**Available data**.
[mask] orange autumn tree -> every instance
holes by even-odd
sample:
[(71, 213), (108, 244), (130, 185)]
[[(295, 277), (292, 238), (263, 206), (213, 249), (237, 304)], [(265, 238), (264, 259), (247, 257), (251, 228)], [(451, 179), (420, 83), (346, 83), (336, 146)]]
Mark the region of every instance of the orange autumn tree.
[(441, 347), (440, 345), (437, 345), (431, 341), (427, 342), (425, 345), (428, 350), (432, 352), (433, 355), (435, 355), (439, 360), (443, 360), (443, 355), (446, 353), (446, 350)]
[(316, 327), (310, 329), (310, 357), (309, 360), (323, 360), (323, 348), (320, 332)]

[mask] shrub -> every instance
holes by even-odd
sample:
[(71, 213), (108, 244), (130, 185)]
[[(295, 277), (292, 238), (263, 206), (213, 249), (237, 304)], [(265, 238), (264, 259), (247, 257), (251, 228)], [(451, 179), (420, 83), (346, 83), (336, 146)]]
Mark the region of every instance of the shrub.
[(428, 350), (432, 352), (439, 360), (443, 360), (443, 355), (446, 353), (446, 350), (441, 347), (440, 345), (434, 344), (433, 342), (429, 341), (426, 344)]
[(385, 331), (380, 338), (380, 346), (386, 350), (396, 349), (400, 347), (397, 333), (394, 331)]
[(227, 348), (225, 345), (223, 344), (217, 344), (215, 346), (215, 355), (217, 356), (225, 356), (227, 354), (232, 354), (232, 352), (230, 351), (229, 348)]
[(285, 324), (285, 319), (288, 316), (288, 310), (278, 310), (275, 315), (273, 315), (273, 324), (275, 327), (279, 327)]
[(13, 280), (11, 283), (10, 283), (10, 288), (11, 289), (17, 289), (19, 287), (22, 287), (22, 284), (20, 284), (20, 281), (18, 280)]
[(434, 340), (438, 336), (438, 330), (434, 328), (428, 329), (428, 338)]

**Problem to solve**. Write the entries out once more, exactly as they appear.

**Output for this exercise**.
[mask] orange autumn tree -> every instance
holes by even-odd
sample:
[(71, 213), (108, 244), (130, 185)]
[[(295, 277), (292, 238), (263, 206), (213, 249), (237, 304)], [(265, 238), (264, 259), (247, 257), (251, 228)], [(451, 179), (420, 83), (346, 83), (336, 146)]]
Mark the region of every instance of the orange autumn tree.
[(441, 347), (440, 345), (437, 345), (431, 341), (427, 342), (425, 345), (428, 350), (432, 352), (433, 355), (435, 355), (439, 360), (443, 360), (443, 355), (446, 353), (446, 350)]
[(316, 327), (310, 329), (310, 357), (309, 360), (323, 360), (323, 348), (320, 332)]

[mask] shrub -> every instance
holes by even-odd
sample:
[(71, 213), (108, 244), (130, 185)]
[[(295, 277), (292, 238), (263, 206), (213, 249), (237, 304)], [(265, 238), (264, 259), (247, 257), (251, 228)], [(451, 179), (420, 83), (346, 83), (336, 146)]]
Mark the region of every instance of the shrub.
[(428, 350), (432, 352), (439, 360), (443, 360), (443, 355), (446, 353), (446, 350), (441, 347), (440, 345), (434, 344), (433, 342), (429, 341), (426, 344)]
[(385, 331), (380, 338), (380, 346), (386, 350), (396, 349), (400, 347), (397, 333), (394, 331)]
[(227, 348), (225, 345), (223, 344), (217, 344), (215, 346), (215, 355), (217, 356), (225, 356), (227, 354), (232, 354), (232, 352), (230, 351), (229, 348)]
[(285, 324), (285, 319), (288, 316), (288, 310), (278, 310), (275, 315), (273, 315), (273, 324), (275, 327), (279, 327)]
[(13, 280), (11, 283), (10, 283), (10, 288), (11, 289), (17, 289), (19, 287), (22, 287), (22, 284), (20, 284), (20, 281), (18, 280)]
[(434, 340), (438, 336), (438, 330), (434, 328), (428, 329), (428, 338)]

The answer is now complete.